Reproduce the entries from the very first one through the line containing "[986,268,1117,486]", both ends included, swapping "black polo" for "navy polo" and changing nothing else.

Start

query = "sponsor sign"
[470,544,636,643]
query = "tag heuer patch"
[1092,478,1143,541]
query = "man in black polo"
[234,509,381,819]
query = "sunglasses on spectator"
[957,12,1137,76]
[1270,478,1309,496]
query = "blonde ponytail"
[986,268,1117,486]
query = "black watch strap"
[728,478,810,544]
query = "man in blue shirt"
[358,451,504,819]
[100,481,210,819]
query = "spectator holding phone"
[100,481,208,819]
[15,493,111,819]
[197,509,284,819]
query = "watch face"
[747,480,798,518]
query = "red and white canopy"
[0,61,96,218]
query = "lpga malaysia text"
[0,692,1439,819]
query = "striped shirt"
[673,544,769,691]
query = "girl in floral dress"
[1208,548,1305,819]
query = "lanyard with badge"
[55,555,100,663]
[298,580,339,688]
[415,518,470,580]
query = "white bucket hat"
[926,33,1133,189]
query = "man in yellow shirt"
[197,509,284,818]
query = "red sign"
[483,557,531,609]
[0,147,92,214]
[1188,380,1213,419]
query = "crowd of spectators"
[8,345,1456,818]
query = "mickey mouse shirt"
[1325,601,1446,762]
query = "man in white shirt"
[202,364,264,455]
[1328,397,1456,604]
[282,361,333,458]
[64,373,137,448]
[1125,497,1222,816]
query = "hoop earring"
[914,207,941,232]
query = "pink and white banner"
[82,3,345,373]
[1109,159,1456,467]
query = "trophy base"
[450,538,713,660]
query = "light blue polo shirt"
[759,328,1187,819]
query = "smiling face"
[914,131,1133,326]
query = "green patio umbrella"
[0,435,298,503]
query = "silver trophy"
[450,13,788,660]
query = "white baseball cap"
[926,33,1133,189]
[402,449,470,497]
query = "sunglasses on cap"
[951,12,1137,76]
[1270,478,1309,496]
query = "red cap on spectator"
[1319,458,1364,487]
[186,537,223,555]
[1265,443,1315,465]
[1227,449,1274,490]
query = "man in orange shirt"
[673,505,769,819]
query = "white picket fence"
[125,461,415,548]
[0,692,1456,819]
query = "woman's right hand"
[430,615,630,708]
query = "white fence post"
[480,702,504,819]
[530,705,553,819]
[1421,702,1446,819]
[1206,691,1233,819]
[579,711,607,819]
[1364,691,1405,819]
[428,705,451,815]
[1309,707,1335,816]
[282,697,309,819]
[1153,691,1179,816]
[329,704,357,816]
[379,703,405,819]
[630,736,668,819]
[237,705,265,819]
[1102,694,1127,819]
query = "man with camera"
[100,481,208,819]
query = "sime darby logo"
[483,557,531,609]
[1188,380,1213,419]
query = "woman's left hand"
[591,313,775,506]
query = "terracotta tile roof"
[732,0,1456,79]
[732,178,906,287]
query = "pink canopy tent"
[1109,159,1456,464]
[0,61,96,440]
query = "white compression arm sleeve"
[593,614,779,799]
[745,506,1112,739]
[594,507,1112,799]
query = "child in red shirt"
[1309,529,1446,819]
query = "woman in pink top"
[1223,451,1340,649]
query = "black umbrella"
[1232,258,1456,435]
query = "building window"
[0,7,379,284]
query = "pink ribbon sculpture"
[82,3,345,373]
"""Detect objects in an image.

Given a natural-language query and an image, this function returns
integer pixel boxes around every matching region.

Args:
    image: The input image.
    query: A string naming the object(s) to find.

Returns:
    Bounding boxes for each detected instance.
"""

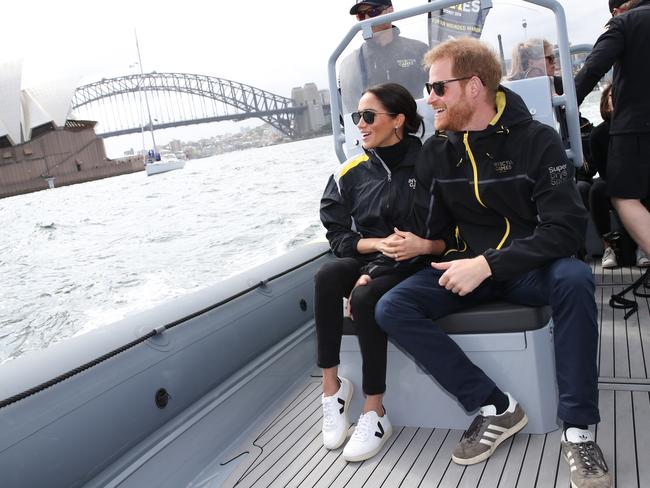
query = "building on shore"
[291,83,329,136]
[0,120,144,198]
[0,61,144,198]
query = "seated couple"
[315,39,611,487]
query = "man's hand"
[431,256,492,297]
[347,275,372,320]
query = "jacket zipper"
[463,132,510,249]
[373,151,393,209]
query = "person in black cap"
[575,0,650,278]
[339,0,429,113]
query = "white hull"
[144,159,185,176]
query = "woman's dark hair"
[356,83,424,135]
[600,83,614,120]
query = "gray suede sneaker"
[451,393,528,465]
[562,427,612,488]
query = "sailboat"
[144,149,185,176]
[135,31,185,176]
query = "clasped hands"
[376,227,427,261]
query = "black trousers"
[589,178,612,237]
[314,258,406,395]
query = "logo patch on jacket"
[548,164,569,186]
[397,58,417,68]
[494,160,513,173]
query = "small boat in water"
[144,155,185,176]
[0,0,650,488]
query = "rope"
[0,250,330,409]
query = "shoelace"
[573,441,609,475]
[352,414,372,441]
[463,415,487,442]
[323,396,339,429]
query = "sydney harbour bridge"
[72,72,329,137]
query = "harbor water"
[0,91,600,363]
[0,137,338,362]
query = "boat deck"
[218,264,650,488]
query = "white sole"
[323,381,354,451]
[451,415,528,466]
[343,426,393,463]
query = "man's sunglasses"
[357,7,386,20]
[351,110,397,125]
[424,75,474,97]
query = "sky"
[0,0,609,154]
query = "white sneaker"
[343,410,393,461]
[636,247,650,268]
[321,378,353,449]
[602,247,618,268]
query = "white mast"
[133,29,158,154]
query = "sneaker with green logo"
[562,427,612,488]
[451,393,528,465]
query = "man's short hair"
[350,0,393,15]
[609,0,626,12]
[424,37,501,96]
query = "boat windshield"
[330,0,582,165]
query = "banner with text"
[429,0,492,47]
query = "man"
[575,0,650,264]
[339,0,428,113]
[376,38,611,487]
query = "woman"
[589,84,618,268]
[589,84,650,268]
[508,38,564,95]
[315,83,444,461]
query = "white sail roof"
[0,60,23,144]
[0,61,80,144]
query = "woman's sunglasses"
[357,7,386,20]
[350,110,397,125]
[424,76,474,97]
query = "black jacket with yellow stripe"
[415,87,587,280]
[320,136,422,277]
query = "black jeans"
[377,258,600,425]
[589,178,612,237]
[314,258,405,395]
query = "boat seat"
[339,302,558,434]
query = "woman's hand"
[378,227,444,261]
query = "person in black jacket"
[575,0,650,268]
[339,0,429,113]
[314,83,444,461]
[376,39,611,487]
[589,84,618,268]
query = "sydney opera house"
[0,61,143,198]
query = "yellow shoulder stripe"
[339,153,370,178]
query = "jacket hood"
[436,85,533,141]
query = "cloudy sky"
[0,0,609,152]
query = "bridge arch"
[72,72,305,137]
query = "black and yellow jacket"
[320,136,422,277]
[414,87,587,281]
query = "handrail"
[327,0,583,167]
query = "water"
[0,137,338,362]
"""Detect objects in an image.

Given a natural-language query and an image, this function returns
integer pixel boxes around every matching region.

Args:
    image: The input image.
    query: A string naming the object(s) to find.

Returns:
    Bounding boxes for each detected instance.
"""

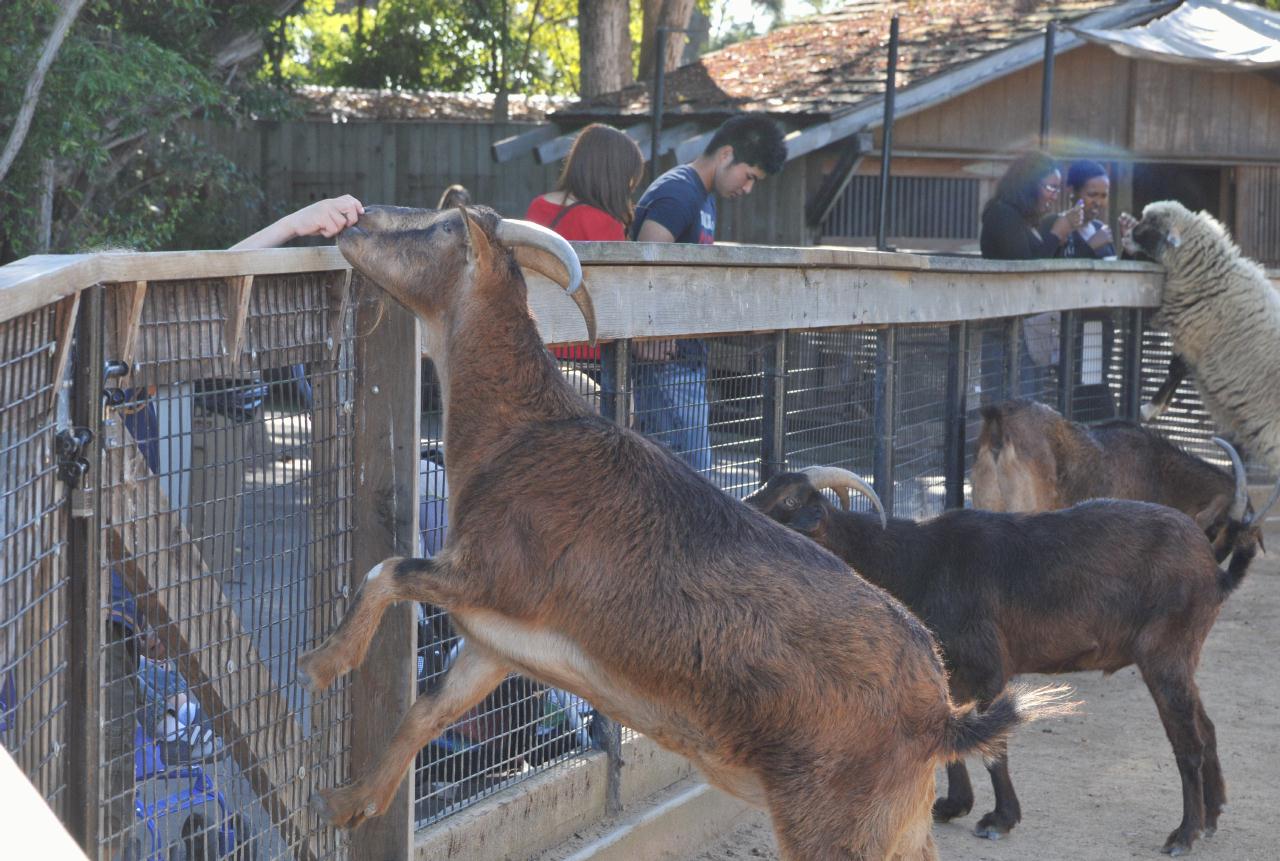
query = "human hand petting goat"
[230,194,365,251]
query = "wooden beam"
[489,123,561,164]
[49,293,81,411]
[326,269,351,361]
[223,275,253,371]
[108,281,147,365]
[101,411,315,861]
[348,279,422,858]
[0,246,351,322]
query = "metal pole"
[873,326,897,514]
[1057,311,1080,418]
[876,15,897,252]
[649,27,671,183]
[66,285,103,858]
[942,322,969,508]
[760,330,787,484]
[1004,317,1023,398]
[593,338,631,816]
[1041,20,1057,150]
[1121,308,1146,421]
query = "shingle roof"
[550,0,1136,125]
[294,86,568,123]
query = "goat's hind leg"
[933,760,973,823]
[1196,701,1226,837]
[298,555,463,691]
[311,644,511,828]
[1140,667,1204,856]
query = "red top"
[525,196,627,362]
[525,197,627,242]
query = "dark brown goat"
[300,207,1061,861]
[973,400,1258,562]
[746,467,1253,855]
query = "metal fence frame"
[0,243,1274,858]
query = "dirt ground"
[689,514,1280,861]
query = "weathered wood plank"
[108,281,147,365]
[49,293,81,409]
[345,279,422,858]
[223,275,253,365]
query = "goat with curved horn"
[1213,436,1280,527]
[495,219,595,345]
[800,467,888,528]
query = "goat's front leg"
[973,750,1023,841]
[933,760,973,823]
[298,557,453,692]
[1142,353,1187,421]
[311,644,512,828]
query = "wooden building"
[495,0,1280,266]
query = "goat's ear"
[458,206,494,269]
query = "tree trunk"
[640,0,695,81]
[0,0,84,180]
[577,0,635,99]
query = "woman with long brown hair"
[525,123,644,242]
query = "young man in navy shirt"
[631,114,787,475]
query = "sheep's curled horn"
[800,467,888,528]
[488,216,595,347]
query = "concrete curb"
[563,779,754,861]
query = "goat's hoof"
[311,792,333,824]
[1161,828,1199,858]
[298,650,334,693]
[973,814,1014,841]
[933,798,973,823]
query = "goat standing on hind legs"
[300,207,1064,861]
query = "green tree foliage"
[277,0,577,93]
[0,0,285,262]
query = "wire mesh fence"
[0,306,74,816]
[88,275,352,858]
[0,253,1269,858]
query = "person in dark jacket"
[979,152,1084,260]
[1041,159,1135,260]
[979,152,1084,400]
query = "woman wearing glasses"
[979,152,1084,260]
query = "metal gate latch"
[55,427,93,487]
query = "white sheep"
[1125,201,1280,483]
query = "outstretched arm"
[230,194,365,251]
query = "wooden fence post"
[348,275,422,861]
[874,326,897,517]
[65,285,104,857]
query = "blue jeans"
[631,361,713,475]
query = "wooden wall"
[893,45,1280,162]
[1235,166,1280,267]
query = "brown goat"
[972,400,1261,562]
[746,461,1253,855]
[300,207,1062,861]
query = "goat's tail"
[978,403,1005,458]
[943,684,1080,760]
[1217,521,1262,599]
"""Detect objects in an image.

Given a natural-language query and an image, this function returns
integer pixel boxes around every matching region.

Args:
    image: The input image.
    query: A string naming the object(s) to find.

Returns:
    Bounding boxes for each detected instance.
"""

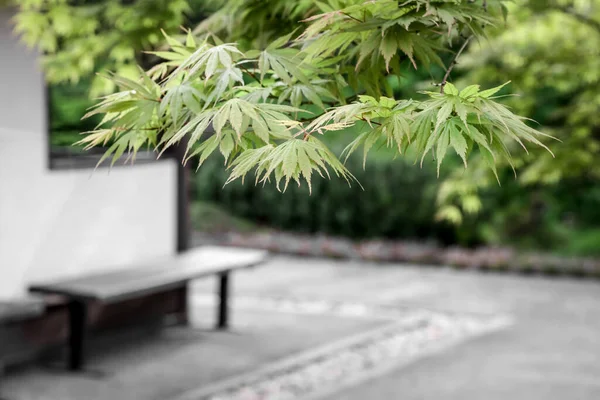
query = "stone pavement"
[2,257,600,400]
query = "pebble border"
[176,297,512,400]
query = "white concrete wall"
[0,10,176,298]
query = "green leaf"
[450,125,468,168]
[477,81,510,99]
[435,127,450,178]
[459,85,479,99]
[219,133,235,164]
[444,82,458,96]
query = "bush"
[195,148,456,243]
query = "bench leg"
[175,284,189,326]
[217,271,229,329]
[68,300,87,371]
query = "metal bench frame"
[29,249,267,371]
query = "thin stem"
[239,64,264,87]
[440,35,473,94]
[341,12,364,23]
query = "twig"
[341,12,364,23]
[440,35,473,94]
[240,64,264,87]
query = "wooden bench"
[29,247,267,371]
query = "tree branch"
[440,35,473,94]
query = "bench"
[29,247,267,371]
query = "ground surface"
[2,257,600,400]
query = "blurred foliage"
[25,0,600,255]
[438,0,600,254]
[194,144,458,244]
[11,0,213,96]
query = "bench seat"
[29,246,268,371]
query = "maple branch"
[440,35,473,94]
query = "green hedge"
[194,149,456,243]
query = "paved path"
[4,257,600,400]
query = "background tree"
[72,0,546,189]
[438,0,600,253]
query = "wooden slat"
[30,247,267,303]
[0,299,44,323]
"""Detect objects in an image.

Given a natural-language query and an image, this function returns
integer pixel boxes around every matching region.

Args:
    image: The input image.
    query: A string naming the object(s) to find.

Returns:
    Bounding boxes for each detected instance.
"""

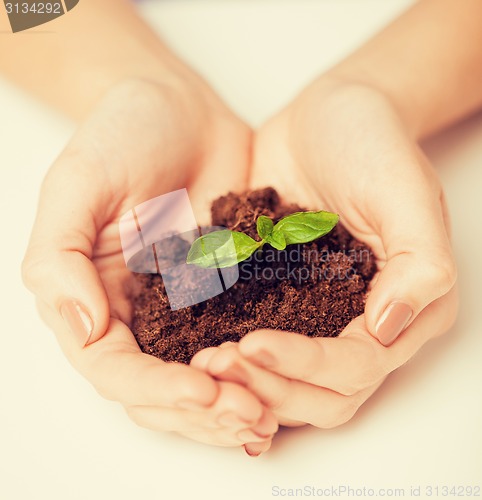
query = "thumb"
[22,157,110,347]
[365,186,457,346]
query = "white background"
[0,0,482,500]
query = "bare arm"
[0,0,200,118]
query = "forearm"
[0,0,197,118]
[326,0,482,138]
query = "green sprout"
[186,210,339,269]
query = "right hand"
[22,80,278,448]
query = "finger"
[244,441,272,457]
[22,157,109,346]
[205,349,381,428]
[126,382,278,445]
[365,148,456,346]
[238,289,457,395]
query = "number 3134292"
[5,2,62,14]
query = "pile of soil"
[132,188,376,363]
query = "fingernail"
[244,444,261,457]
[236,429,272,443]
[217,412,251,427]
[216,363,251,386]
[60,300,94,347]
[248,349,276,368]
[375,302,413,346]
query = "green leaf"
[256,215,273,240]
[266,231,286,250]
[268,210,339,248]
[186,229,262,269]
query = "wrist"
[289,72,420,140]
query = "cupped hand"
[22,80,278,447]
[192,78,457,450]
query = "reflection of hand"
[23,81,277,446]
[192,82,457,449]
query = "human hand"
[22,80,277,447]
[192,79,457,451]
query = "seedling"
[186,210,339,269]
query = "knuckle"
[20,254,38,291]
[320,397,360,429]
[265,379,293,412]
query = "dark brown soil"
[132,188,376,363]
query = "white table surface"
[0,0,482,500]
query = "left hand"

End

◆ WRITTEN ANSWER:
query = "sponsor sign"
[470,544,636,643]
query = "tag heuer patch"
[1092,478,1143,541]
query = "man in navy polo"
[234,509,381,819]
query = "sunglasses on spectator"
[957,12,1137,76]
[1270,478,1309,496]
query = "blonde ponytail"
[986,268,1117,486]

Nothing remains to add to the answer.